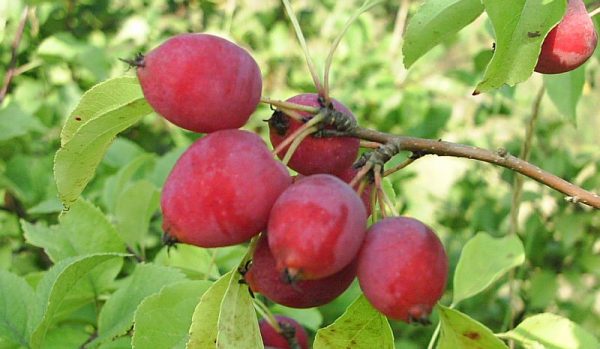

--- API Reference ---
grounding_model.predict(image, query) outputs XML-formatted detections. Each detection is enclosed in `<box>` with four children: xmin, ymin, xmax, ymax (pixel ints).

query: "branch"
<box><xmin>263</xmin><ymin>97</ymin><xmax>600</xmax><ymax>209</ymax></box>
<box><xmin>0</xmin><ymin>6</ymin><xmax>29</xmax><ymax>105</ymax></box>
<box><xmin>349</xmin><ymin>127</ymin><xmax>600</xmax><ymax>209</ymax></box>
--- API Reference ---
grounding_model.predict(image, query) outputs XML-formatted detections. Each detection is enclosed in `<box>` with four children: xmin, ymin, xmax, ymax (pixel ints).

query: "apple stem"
<box><xmin>349</xmin><ymin>162</ymin><xmax>373</xmax><ymax>188</ymax></box>
<box><xmin>273</xmin><ymin>114</ymin><xmax>323</xmax><ymax>155</ymax></box>
<box><xmin>281</xmin><ymin>126</ymin><xmax>318</xmax><ymax>166</ymax></box>
<box><xmin>282</xmin><ymin>0</ymin><xmax>324</xmax><ymax>95</ymax></box>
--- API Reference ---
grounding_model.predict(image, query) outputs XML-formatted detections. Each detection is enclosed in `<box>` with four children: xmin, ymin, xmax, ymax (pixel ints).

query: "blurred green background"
<box><xmin>0</xmin><ymin>0</ymin><xmax>600</xmax><ymax>349</ymax></box>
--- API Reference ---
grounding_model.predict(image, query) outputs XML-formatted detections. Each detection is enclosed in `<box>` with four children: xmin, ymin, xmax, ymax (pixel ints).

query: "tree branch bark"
<box><xmin>348</xmin><ymin>127</ymin><xmax>600</xmax><ymax>209</ymax></box>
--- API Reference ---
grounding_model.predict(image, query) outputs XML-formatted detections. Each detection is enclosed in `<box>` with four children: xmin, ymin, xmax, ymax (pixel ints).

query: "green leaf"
<box><xmin>21</xmin><ymin>199</ymin><xmax>125</xmax><ymax>262</ymax></box>
<box><xmin>544</xmin><ymin>66</ymin><xmax>585</xmax><ymax>125</ymax></box>
<box><xmin>271</xmin><ymin>306</ymin><xmax>324</xmax><ymax>331</ymax></box>
<box><xmin>502</xmin><ymin>313</ymin><xmax>600</xmax><ymax>349</ymax></box>
<box><xmin>115</xmin><ymin>180</ymin><xmax>160</xmax><ymax>253</ymax></box>
<box><xmin>30</xmin><ymin>253</ymin><xmax>126</xmax><ymax>349</ymax></box>
<box><xmin>314</xmin><ymin>295</ymin><xmax>394</xmax><ymax>349</ymax></box>
<box><xmin>44</xmin><ymin>323</ymin><xmax>90</xmax><ymax>349</ymax></box>
<box><xmin>186</xmin><ymin>271</ymin><xmax>237</xmax><ymax>349</ymax></box>
<box><xmin>437</xmin><ymin>304</ymin><xmax>508</xmax><ymax>349</ymax></box>
<box><xmin>90</xmin><ymin>264</ymin><xmax>185</xmax><ymax>347</ymax></box>
<box><xmin>102</xmin><ymin>154</ymin><xmax>154</xmax><ymax>212</ymax></box>
<box><xmin>0</xmin><ymin>103</ymin><xmax>46</xmax><ymax>141</ymax></box>
<box><xmin>0</xmin><ymin>270</ymin><xmax>35</xmax><ymax>346</ymax></box>
<box><xmin>402</xmin><ymin>0</ymin><xmax>483</xmax><ymax>68</ymax></box>
<box><xmin>217</xmin><ymin>271</ymin><xmax>264</xmax><ymax>349</ymax></box>
<box><xmin>473</xmin><ymin>0</ymin><xmax>566</xmax><ymax>94</ymax></box>
<box><xmin>54</xmin><ymin>77</ymin><xmax>152</xmax><ymax>207</ymax></box>
<box><xmin>154</xmin><ymin>244</ymin><xmax>220</xmax><ymax>279</ymax></box>
<box><xmin>131</xmin><ymin>281</ymin><xmax>212</xmax><ymax>349</ymax></box>
<box><xmin>452</xmin><ymin>233</ymin><xmax>525</xmax><ymax>304</ymax></box>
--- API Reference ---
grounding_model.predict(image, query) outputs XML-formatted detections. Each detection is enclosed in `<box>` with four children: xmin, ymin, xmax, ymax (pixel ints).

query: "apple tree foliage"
<box><xmin>0</xmin><ymin>0</ymin><xmax>600</xmax><ymax>349</ymax></box>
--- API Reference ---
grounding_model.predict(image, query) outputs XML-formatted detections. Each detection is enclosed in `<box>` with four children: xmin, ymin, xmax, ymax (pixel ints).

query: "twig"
<box><xmin>348</xmin><ymin>127</ymin><xmax>600</xmax><ymax>209</ymax></box>
<box><xmin>360</xmin><ymin>140</ymin><xmax>381</xmax><ymax>149</ymax></box>
<box><xmin>0</xmin><ymin>6</ymin><xmax>29</xmax><ymax>104</ymax></box>
<box><xmin>383</xmin><ymin>156</ymin><xmax>420</xmax><ymax>177</ymax></box>
<box><xmin>502</xmin><ymin>86</ymin><xmax>545</xmax><ymax>340</ymax></box>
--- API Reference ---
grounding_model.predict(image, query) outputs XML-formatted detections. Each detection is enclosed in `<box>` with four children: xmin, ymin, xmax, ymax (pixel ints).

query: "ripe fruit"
<box><xmin>244</xmin><ymin>236</ymin><xmax>357</xmax><ymax>308</ymax></box>
<box><xmin>258</xmin><ymin>315</ymin><xmax>308</xmax><ymax>349</ymax></box>
<box><xmin>337</xmin><ymin>166</ymin><xmax>373</xmax><ymax>217</ymax></box>
<box><xmin>535</xmin><ymin>0</ymin><xmax>598</xmax><ymax>74</ymax></box>
<box><xmin>161</xmin><ymin>130</ymin><xmax>292</xmax><ymax>247</ymax></box>
<box><xmin>269</xmin><ymin>93</ymin><xmax>360</xmax><ymax>175</ymax></box>
<box><xmin>134</xmin><ymin>34</ymin><xmax>262</xmax><ymax>132</ymax></box>
<box><xmin>357</xmin><ymin>217</ymin><xmax>448</xmax><ymax>322</ymax></box>
<box><xmin>268</xmin><ymin>174</ymin><xmax>367</xmax><ymax>280</ymax></box>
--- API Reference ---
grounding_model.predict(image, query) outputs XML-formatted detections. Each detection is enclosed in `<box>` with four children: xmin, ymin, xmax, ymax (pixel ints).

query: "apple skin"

**What you will do**
Count the lines in the entries above that contain the string "tree", treating uppercase and lowercase letters as different. Reply with only the number.

**Solution to this task**
2